Environmental degradation leads to physical and psychological disruption- Joe Friggieri

The quality of human life will visibly improve once we realise that the environment we live in is not something to be exploited for private profit or financial gain but a good to be appreciated and enjoyed. In David Cooper’s words, such a realisation would bring about a change from hubris to humility, where hubris is defined as an urge based on the belief that human beings could “shape and exploit the natural world according to their whims”. Acting on that realisation would mean replacing that belief with a much healthier attitude towards the environment, one that instils a feeling of joy, friendliness and social well-being.

We cannot have a healthy culture in a sick environment because nature and culture, meaning nature and the way we live, are inextricably linked.

The words ‘culture’, ‘cultivation’ and ‘agriculture’ have common roots. Some 50 years ago, poet Anton Buttigieg wrote this beautiful haiku: “The farmers migrate. Throughout the fields all one sees are men of straw.”

That was 50 years ago. We all know what the situation is like today. Still we must not lose hope. There’s not much we can do about Humpty Dumpty after his fall. But there’s at least something we can do to save the environment from further degradation, given that there’s still quite a bit of countryside that needs to be protected, a considerable stretch of coast that must be kept accessible to everybody and a number of old villages whose character ought to be preserved.

We know what we should be aiming at and we also have the means to achieve those aims, if only we could convince ourselves and our lawmakers that the natural environment is a common or public good and should be treated as such; and that it is only when people are at one with their environment rather than pitted against it that they can function as healthy human beings rather than as “men of straw”.

Joe Friggieri is a professor of philosophy. This is an abridged version of a talk he recently gave at the Environment Forum organised by the Malta Chamber of Psychologists at the Majjistral Nature and Heritage Park.

* Prompt A
From the article on environmental degradation, output the passage between "Joe Friggieri is" and "and Heritage Park.", inclusive, unchanged.
* Prompt B
According to the article on environmental degradation, which three words have common roots?

* Entries provided
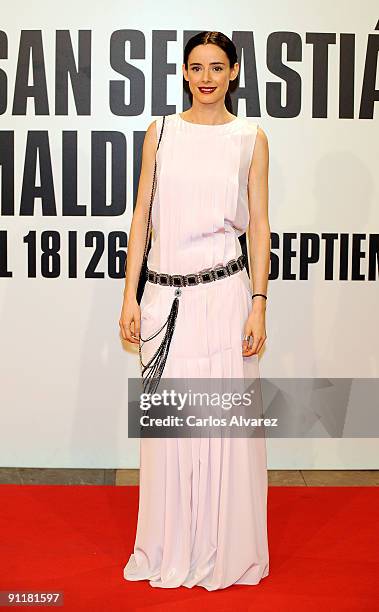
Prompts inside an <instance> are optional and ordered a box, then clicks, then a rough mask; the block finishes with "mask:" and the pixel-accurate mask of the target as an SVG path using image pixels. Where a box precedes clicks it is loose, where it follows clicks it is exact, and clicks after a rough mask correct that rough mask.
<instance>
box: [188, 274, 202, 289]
mask: <svg viewBox="0 0 379 612" xmlns="http://www.w3.org/2000/svg"><path fill="white" fill-rule="evenodd" d="M199 282H200V281H199V278H198V275H197V274H194V273H193V272H191V273H190V274H185V275H184V285H185V286H186V287H191V286H193V285H198V284H199Z"/></svg>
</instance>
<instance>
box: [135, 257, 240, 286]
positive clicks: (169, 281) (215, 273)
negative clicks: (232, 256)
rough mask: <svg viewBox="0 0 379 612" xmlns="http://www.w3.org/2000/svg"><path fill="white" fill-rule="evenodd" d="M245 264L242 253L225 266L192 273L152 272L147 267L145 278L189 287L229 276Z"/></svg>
mask: <svg viewBox="0 0 379 612" xmlns="http://www.w3.org/2000/svg"><path fill="white" fill-rule="evenodd" d="M245 265H246V258H245V255H244V254H243V253H242V254H241V255H240V256H239V257H238V258H237V259H231V260H230V261H228V263H227V264H226V265H225V266H223V265H222V264H218V265H217V266H215V267H214V268H205V269H204V270H200V272H194V273H193V274H164V273H162V272H154V271H153V270H149V268H148V269H147V280H148V281H149V282H150V283H158V284H159V285H166V286H167V287H168V286H170V287H190V286H192V285H198V284H199V283H210V282H211V281H214V280H219V279H221V278H225V277H227V276H231V275H232V274H236V272H239V271H240V270H243V268H244V266H245Z"/></svg>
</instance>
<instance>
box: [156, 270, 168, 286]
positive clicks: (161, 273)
mask: <svg viewBox="0 0 379 612" xmlns="http://www.w3.org/2000/svg"><path fill="white" fill-rule="evenodd" d="M162 281H165V282H162ZM157 282H158V283H159V284H160V285H165V286H166V287H169V286H170V275H169V274H165V273H164V272H159V273H158V274H157Z"/></svg>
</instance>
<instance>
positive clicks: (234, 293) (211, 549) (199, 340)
mask: <svg viewBox="0 0 379 612" xmlns="http://www.w3.org/2000/svg"><path fill="white" fill-rule="evenodd" d="M238 71H239V64H238V62H237V55H236V49H235V46H234V44H233V42H232V41H231V40H230V39H229V38H228V37H227V36H225V35H224V34H222V33H220V32H201V33H200V34H197V35H196V36H194V37H193V38H191V39H190V40H189V41H188V43H187V45H186V48H185V51H184V64H183V74H184V78H185V79H186V81H188V83H189V88H190V91H191V100H192V106H191V108H190V109H188V110H187V111H185V112H184V113H175V114H173V115H168V116H167V117H166V119H165V125H164V131H163V136H162V140H161V142H160V146H159V148H158V150H157V152H156V149H157V143H158V136H159V134H160V131H161V127H162V118H161V117H160V118H159V119H157V120H156V121H154V122H152V123H151V124H150V126H149V128H148V130H147V132H146V137H145V141H144V145H143V158H142V168H141V176H140V182H139V188H138V197H137V203H136V208H135V212H134V216H133V222H132V226H131V232H130V241H129V246H128V261H127V272H126V282H125V291H124V303H123V307H122V312H121V317H120V321H119V324H120V328H121V333H122V336H123V338H124V339H126V340H128V341H129V342H132V343H136V344H137V343H139V345H140V348H141V355H142V362H143V363H145V364H146V363H147V362H149V360H150V359H151V358H152V356H153V355H154V354H155V353H156V351H157V348H159V343H160V342H161V340H160V339H159V338H158V337H156V338H154V339H153V340H152V342H146V344H145V343H144V342H143V340H144V339H146V338H148V337H149V336H151V335H154V332H155V331H156V330H158V329H159V328H160V327H161V326H162V324H163V323H164V321H165V320H166V319H167V314H168V312H170V308H171V307H172V303H173V297H174V296H179V297H178V300H179V307H178V312H177V318H176V323H175V328H174V331H173V333H172V338H171V345H170V349H169V352H168V358H167V361H166V362H165V366H164V376H167V377H176V378H180V377H183V378H191V377H193V378H197V377H205V378H208V377H209V378H214V377H219V378H224V379H231V378H244V379H247V380H250V379H254V378H256V377H257V376H259V372H258V353H259V351H260V349H261V348H262V345H263V344H264V342H265V339H266V331H265V308H266V297H265V296H266V290H267V283H268V272H269V253H270V227H269V221H268V143H267V138H266V135H265V133H264V131H263V130H262V129H261V128H259V127H258V125H257V124H256V123H254V122H251V121H250V120H248V119H246V118H239V117H236V116H235V115H233V114H232V112H230V111H231V109H232V105H231V99H230V94H229V92H228V89H229V84H230V82H231V81H233V80H234V79H236V78H237V75H238ZM155 153H156V160H157V190H156V192H155V196H154V202H153V208H152V227H153V237H154V240H153V244H152V247H151V250H150V252H149V256H148V269H149V270H153V271H155V272H158V273H162V274H169V275H174V274H175V275H182V276H183V277H184V276H185V275H192V276H193V275H194V273H196V274H195V277H196V276H197V278H198V280H200V277H201V279H202V281H203V280H204V275H203V272H202V271H203V270H204V269H208V268H212V269H214V268H215V267H217V266H218V267H219V268H220V266H226V264H227V263H230V262H231V261H232V260H233V261H234V263H233V264H231V267H229V268H228V269H229V271H230V274H229V273H228V274H226V277H223V278H221V279H220V278H218V279H215V282H202V281H201V282H198V283H196V284H195V285H194V286H188V285H184V286H181V288H180V289H179V291H178V289H175V287H174V286H164V285H163V284H160V283H159V282H150V281H148V282H147V283H146V286H145V290H144V294H143V297H142V301H141V304H140V307H139V306H138V304H137V301H136V297H135V296H136V288H137V285H138V279H139V273H140V267H141V261H142V255H143V243H144V238H145V233H146V228H147V218H148V209H149V203H150V192H151V184H152V180H153V170H154V159H155ZM245 232H247V233H248V236H249V249H250V262H251V276H252V281H253V286H254V291H255V294H253V296H252V290H251V287H250V281H249V276H248V274H247V271H246V267H244V266H243V263H242V265H241V262H243V256H242V258H241V254H242V251H241V246H240V242H239V240H238V237H239V236H240V235H242V234H243V233H245ZM236 261H237V263H236ZM245 263H246V262H245ZM200 272H201V274H200V275H199V274H198V273H200ZM252 297H253V299H252ZM162 333H163V332H162ZM249 336H252V337H253V343H252V345H250V343H249V342H248V341H249ZM266 502H267V467H266V446H265V439H264V437H259V438H251V437H250V438H236V437H230V438H220V437H218V438H209V437H202V438H176V439H172V438H171V439H170V438H167V439H165V438H161V439H156V438H146V439H141V441H140V498H139V511H138V524H137V534H136V541H135V546H134V553H133V554H132V555H131V556H130V558H129V561H128V563H127V564H126V566H125V568H124V578H125V579H126V580H149V583H150V585H151V586H154V587H166V588H173V587H178V586H181V585H183V586H187V587H192V586H195V585H198V586H203V587H204V588H206V589H207V590H209V591H212V590H216V589H222V588H225V587H227V586H229V585H232V584H250V585H252V584H258V583H259V581H260V580H261V579H262V578H264V577H265V576H267V575H268V573H269V555H268V543H267V522H266Z"/></svg>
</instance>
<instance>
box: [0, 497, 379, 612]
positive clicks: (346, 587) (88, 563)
mask: <svg viewBox="0 0 379 612" xmlns="http://www.w3.org/2000/svg"><path fill="white" fill-rule="evenodd" d="M0 495H1V499H0V564H1V567H0V591H5V590H12V589H13V590H17V589H18V590H23V591H25V590H31V591H41V592H49V591H50V592H56V591H57V590H60V591H63V592H64V607H63V608H62V609H64V610H69V611H74V612H80V611H81V610H86V611H88V612H97V611H104V612H112V611H118V610H126V611H129V610H131V611H132V610H133V611H134V610H135V611H140V612H142V611H147V610H149V611H150V610H151V611H152V612H158V611H159V612H160V611H162V612H163V611H165V612H166V611H167V612H170V611H173V612H180V611H182V610H186V611H187V610H188V611H191V612H192V611H193V610H196V612H200V611H201V610H207V612H209V610H210V606H212V607H213V608H214V609H217V610H218V611H220V612H223V611H226V610H244V611H245V610H246V611H247V610H249V611H250V610H251V612H253V611H254V612H260V611H261V610H262V611H269V612H287V611H288V612H295V611H298V610H301V612H308V611H313V610H317V612H327V611H328V612H329V611H332V612H337V611H339V610H354V611H358V612H364V611H370V612H374V611H375V612H378V611H379V598H378V588H377V585H378V578H379V553H378V551H379V537H378V522H379V487H377V488H375V487H270V488H269V546H270V576H268V577H267V578H264V579H263V580H262V582H261V583H260V584H259V585H258V586H252V587H249V586H242V585H241V586H237V585H234V586H231V587H229V588H227V589H223V590H221V591H214V592H207V591H206V590H205V589H203V588H202V587H194V588H193V589H188V588H186V587H180V588H178V589H158V588H152V587H150V585H149V584H148V582H147V581H142V582H127V581H126V580H124V579H123V577H122V570H123V566H124V565H125V563H126V561H127V559H128V558H129V554H130V553H131V552H132V547H133V542H134V534H135V526H136V520H137V507H138V506H137V504H138V488H137V487H111V486H42V485H23V486H18V485H0ZM15 609H17V610H18V609H20V610H21V609H25V608H24V607H21V606H17V607H16V608H15ZM28 609H29V607H28Z"/></svg>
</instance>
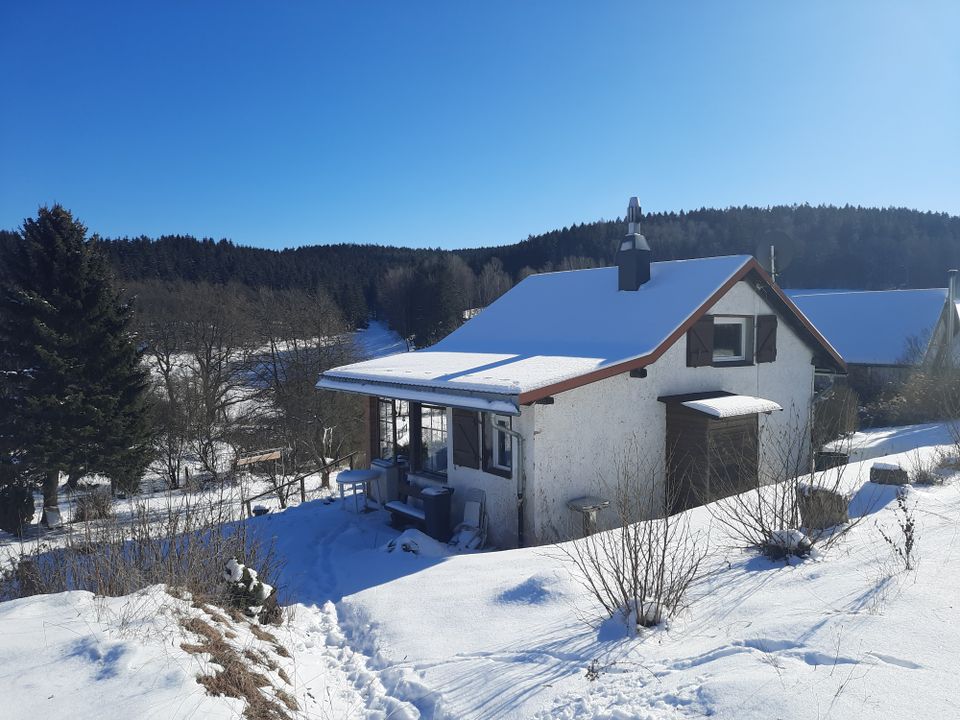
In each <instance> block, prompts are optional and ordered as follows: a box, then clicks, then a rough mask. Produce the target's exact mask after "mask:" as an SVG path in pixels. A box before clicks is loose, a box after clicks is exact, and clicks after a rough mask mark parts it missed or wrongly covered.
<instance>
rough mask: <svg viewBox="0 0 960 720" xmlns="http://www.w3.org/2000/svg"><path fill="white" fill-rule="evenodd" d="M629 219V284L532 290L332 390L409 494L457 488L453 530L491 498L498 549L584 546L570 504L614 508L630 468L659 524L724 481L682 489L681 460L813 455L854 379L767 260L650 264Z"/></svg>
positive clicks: (536, 288) (492, 534)
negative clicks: (607, 503)
mask: <svg viewBox="0 0 960 720" xmlns="http://www.w3.org/2000/svg"><path fill="white" fill-rule="evenodd" d="M628 219H629V220H630V227H629V232H628V234H627V236H626V237H625V239H624V241H623V244H622V245H621V250H620V252H619V254H618V266H617V267H608V268H598V269H590V270H575V271H569V272H557V273H545V274H540V275H532V276H530V277H527V278H526V279H524V280H523V281H522V282H520V283H519V284H518V285H517V286H515V287H514V288H513V289H512V290H510V291H509V292H507V293H506V294H505V295H503V296H502V297H501V298H499V299H498V300H497V301H496V302H494V303H493V304H491V305H490V306H489V307H487V308H486V309H484V310H483V311H482V312H480V313H479V314H478V315H477V316H476V317H474V318H473V319H471V320H470V321H469V322H467V323H465V324H464V325H463V326H461V327H460V328H459V329H458V330H456V331H454V332H453V333H451V334H450V335H449V336H447V337H446V338H444V339H443V340H442V341H440V342H439V343H437V344H436V345H434V346H432V347H429V348H425V349H423V350H418V351H416V352H412V353H403V354H398V355H392V356H389V357H383V358H377V359H374V360H369V361H365V362H359V363H355V364H352V365H347V366H343V367H338V368H334V369H331V370H329V371H327V372H325V373H323V375H322V376H321V378H320V380H319V382H318V387H322V388H325V389H329V390H339V391H343V392H350V393H359V394H361V395H364V396H367V398H368V400H367V407H368V408H369V412H368V419H369V423H368V428H369V430H370V433H369V437H370V448H369V452H370V457H371V458H382V457H385V458H388V459H390V460H392V459H394V458H396V457H397V456H398V455H399V456H402V457H404V458H405V459H407V460H408V461H409V472H408V474H407V476H408V478H409V480H410V481H411V482H412V483H414V484H416V485H419V486H423V487H431V486H440V487H443V486H446V487H450V488H453V489H454V494H453V518H454V522H456V521H457V520H458V519H459V518H460V517H461V516H462V512H463V498H464V497H465V496H466V495H467V491H468V490H469V489H480V490H482V491H483V492H484V494H485V496H486V510H487V516H488V533H487V540H488V544H492V545H494V546H497V547H501V548H509V547H516V546H518V545H533V544H543V543H549V542H555V541H557V540H561V539H567V538H570V537H574V536H577V535H579V534H580V533H581V532H582V528H583V525H582V520H583V516H582V515H580V514H578V513H577V512H575V511H574V510H571V509H570V507H569V503H570V501H571V500H575V499H577V498H581V497H584V496H596V497H600V498H604V497H605V493H606V499H610V498H609V493H610V492H611V490H610V483H611V482H616V480H617V472H618V467H620V465H622V463H623V461H624V458H625V457H626V456H628V455H629V454H630V453H632V454H633V456H634V457H635V458H636V457H639V458H640V459H642V462H643V464H644V467H645V468H650V469H652V470H651V472H650V473H649V475H645V476H644V477H645V478H646V479H645V480H644V482H643V484H642V488H641V489H640V492H643V493H647V494H648V495H649V497H650V499H651V504H650V507H651V508H654V510H652V512H670V511H672V510H675V509H678V507H686V506H689V505H691V504H695V502H696V497H694V495H691V494H690V493H689V492H687V493H686V495H683V498H682V499H681V501H680V505H679V506H677V504H676V500H673V503H674V506H673V507H671V506H669V505H668V504H667V502H666V495H665V493H666V489H667V488H671V487H672V488H673V489H674V490H676V487H674V486H676V485H678V484H680V483H683V485H684V488H685V492H686V491H689V489H690V487H689V485H690V483H693V484H695V485H696V484H698V483H699V486H698V487H707V486H708V485H709V482H710V479H709V478H708V477H706V476H704V477H701V478H693V479H691V478H689V477H688V476H687V473H686V472H685V473H684V477H683V478H682V479H678V478H679V477H680V473H678V472H675V471H672V470H671V467H673V465H672V464H671V463H673V460H671V458H672V457H673V456H672V455H671V451H670V449H669V447H670V446H671V445H673V446H675V445H680V444H682V445H684V446H685V447H686V446H690V447H693V448H696V447H699V445H698V443H702V442H704V440H703V438H705V437H706V436H707V434H709V433H714V432H719V435H716V437H725V438H731V437H732V438H747V439H749V438H750V437H753V442H756V443H758V444H759V451H756V450H755V451H754V454H753V458H754V463H755V465H761V464H762V463H763V462H766V461H767V460H765V458H767V457H768V454H767V453H765V452H764V451H763V448H764V446H765V444H766V443H769V442H771V441H772V440H773V439H774V438H777V437H778V436H780V435H784V434H789V433H790V432H794V433H796V432H797V431H799V432H800V433H801V435H800V436H797V437H802V438H803V439H802V440H801V442H807V443H808V440H807V438H809V428H808V427H807V424H808V420H809V412H810V406H811V401H812V397H813V381H814V371H815V369H818V368H819V369H820V370H821V371H831V372H844V371H845V365H844V362H843V360H842V358H841V356H840V355H839V354H838V353H837V352H836V350H834V348H833V347H832V346H831V345H830V344H829V343H828V342H827V341H826V340H825V339H824V338H823V337H822V336H821V335H820V333H819V332H818V331H817V330H816V329H815V328H814V327H813V325H812V324H810V322H809V321H808V320H807V319H806V318H805V317H804V316H803V314H802V313H800V312H799V311H798V310H797V308H796V306H795V305H794V304H793V303H792V302H791V300H790V299H789V298H787V297H786V295H784V293H783V292H782V291H781V290H780V289H779V288H778V287H777V286H776V285H774V284H773V283H772V281H771V280H770V278H769V276H768V275H767V274H766V273H765V272H764V271H763V269H762V268H761V267H760V265H759V264H758V263H757V262H756V260H754V259H753V258H752V257H750V256H727V257H713V258H703V259H694V260H679V261H669V262H654V263H651V262H649V256H650V251H649V249H648V248H647V246H646V242H645V241H644V239H643V236H642V235H640V234H639V206H637V205H636V203H635V202H634V201H631V209H630V215H629V218H628ZM804 432H805V433H806V434H805V435H803V434H802V433H804ZM710 437H714V436H713V435H711V436H710ZM711 442H712V441H711ZM730 442H739V441H737V440H733V441H730ZM808 451H809V447H807V448H805V451H804V452H805V453H806V452H808ZM746 456H747V457H749V456H750V455H749V453H747V454H746ZM692 466H693V467H696V468H700V465H699V464H697V463H693V465H692ZM701 469H702V468H701ZM760 470H762V468H760V469H756V468H755V469H754V470H752V471H751V472H753V473H754V474H753V476H752V480H753V481H754V482H756V478H757V477H758V475H760V474H762V473H760ZM671 473H672V474H671ZM749 475H750V473H748V476H749ZM746 479H747V480H748V481H749V480H750V479H751V478H750V477H747V478H746ZM712 492H714V494H716V490H715V489H714V490H713V491H712ZM676 497H677V493H675V492H674V493H671V498H676ZM388 499H389V498H388ZM606 512H607V513H608V517H607V518H606V520H607V521H610V518H609V510H608V511H606ZM601 519H603V518H601Z"/></svg>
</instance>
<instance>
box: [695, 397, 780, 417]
mask: <svg viewBox="0 0 960 720" xmlns="http://www.w3.org/2000/svg"><path fill="white" fill-rule="evenodd" d="M682 405H683V406H684V407H688V408H690V409H691V410H697V411H698V412H702V413H703V414H704V415H709V416H710V417H715V418H728V417H739V416H741V415H756V414H757V413H762V412H763V413H769V412H774V411H775V410H783V408H782V407H780V405H779V404H777V403H775V402H774V401H773V400H765V399H764V398H756V397H752V396H750V395H723V396H721V397H715V398H704V399H701V400H687V401H686V402H684V403H682Z"/></svg>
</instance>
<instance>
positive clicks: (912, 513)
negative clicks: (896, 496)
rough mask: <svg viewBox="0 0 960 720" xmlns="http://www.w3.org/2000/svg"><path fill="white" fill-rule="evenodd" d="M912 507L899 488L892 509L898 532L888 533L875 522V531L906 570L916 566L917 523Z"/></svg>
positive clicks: (906, 570) (907, 569) (905, 492)
mask: <svg viewBox="0 0 960 720" xmlns="http://www.w3.org/2000/svg"><path fill="white" fill-rule="evenodd" d="M914 509H915V508H914V507H911V506H909V505H908V504H907V493H906V491H905V490H904V489H903V488H901V489H900V490H899V491H898V492H897V505H896V508H895V509H894V512H895V513H896V518H897V520H896V522H897V528H898V529H899V530H900V532H899V534H892V533H891V534H888V533H886V532H884V530H883V528H882V527H880V524H879V523H877V531H878V532H879V533H880V537H882V538H883V539H884V541H885V542H886V543H887V545H889V546H890V550H891V552H892V553H893V555H894V557H895V558H896V559H897V560H898V561H899V562H900V564H902V565H903V569H904V570H906V571H908V572H909V571H910V570H913V569H914V568H915V567H916V542H917V524H916V520H915V518H914Z"/></svg>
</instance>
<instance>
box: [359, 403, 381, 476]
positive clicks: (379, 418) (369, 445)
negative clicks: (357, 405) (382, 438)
mask: <svg viewBox="0 0 960 720" xmlns="http://www.w3.org/2000/svg"><path fill="white" fill-rule="evenodd" d="M379 411H380V400H379V398H377V397H376V396H375V395H371V396H369V397H368V398H367V403H366V406H365V407H364V413H363V415H364V421H365V422H366V424H367V462H368V463H369V462H372V461H373V460H375V459H376V458H378V457H380V412H379Z"/></svg>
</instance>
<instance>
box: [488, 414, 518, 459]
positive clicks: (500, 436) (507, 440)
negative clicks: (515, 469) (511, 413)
mask: <svg viewBox="0 0 960 720" xmlns="http://www.w3.org/2000/svg"><path fill="white" fill-rule="evenodd" d="M501 427H505V428H507V429H508V430H512V429H513V418H511V417H510V416H509V415H496V414H494V413H491V414H490V431H491V432H490V465H491V467H494V468H496V469H497V470H503V471H504V472H513V454H514V453H513V436H511V435H509V434H508V433H505V432H503V431H502V430H500V429H499V428H501ZM501 436H502V437H503V438H504V442H505V443H507V444H508V445H509V446H510V461H509V464H504V463H503V458H502V457H501V456H500V437H501Z"/></svg>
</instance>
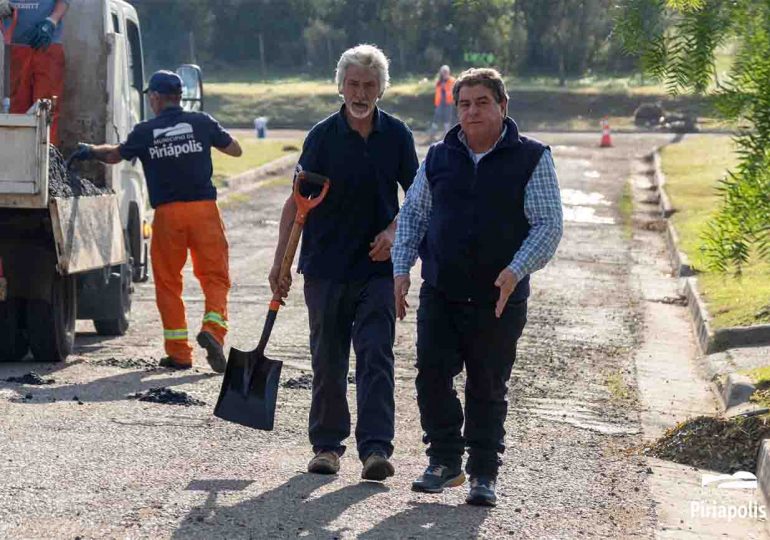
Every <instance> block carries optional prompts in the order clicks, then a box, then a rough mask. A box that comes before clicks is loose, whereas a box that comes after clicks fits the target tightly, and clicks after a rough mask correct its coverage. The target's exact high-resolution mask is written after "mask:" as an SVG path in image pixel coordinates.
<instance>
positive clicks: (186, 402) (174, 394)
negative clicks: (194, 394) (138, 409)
mask: <svg viewBox="0 0 770 540" xmlns="http://www.w3.org/2000/svg"><path fill="white" fill-rule="evenodd" d="M129 399H137V400H139V401H149V402H150V403H162V404H164V405H182V406H185V407H191V406H203V405H206V402H205V401H201V400H199V399H195V398H194V397H192V396H191V395H190V394H188V393H187V392H180V391H178V390H171V389H170V388H166V387H165V386H161V387H160V388H151V389H149V390H147V391H146V392H137V393H136V394H133V395H131V396H129Z"/></svg>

* Result A
Joe Friggieri is a professor of philosophy. This is an abridged version of a talk he recently gave at the Environment Forum organised by the Malta Chamber of Psychologists at the Majjistral Nature and Heritage Park.

* Result B
"Culture," "cultivation" and "agriculture."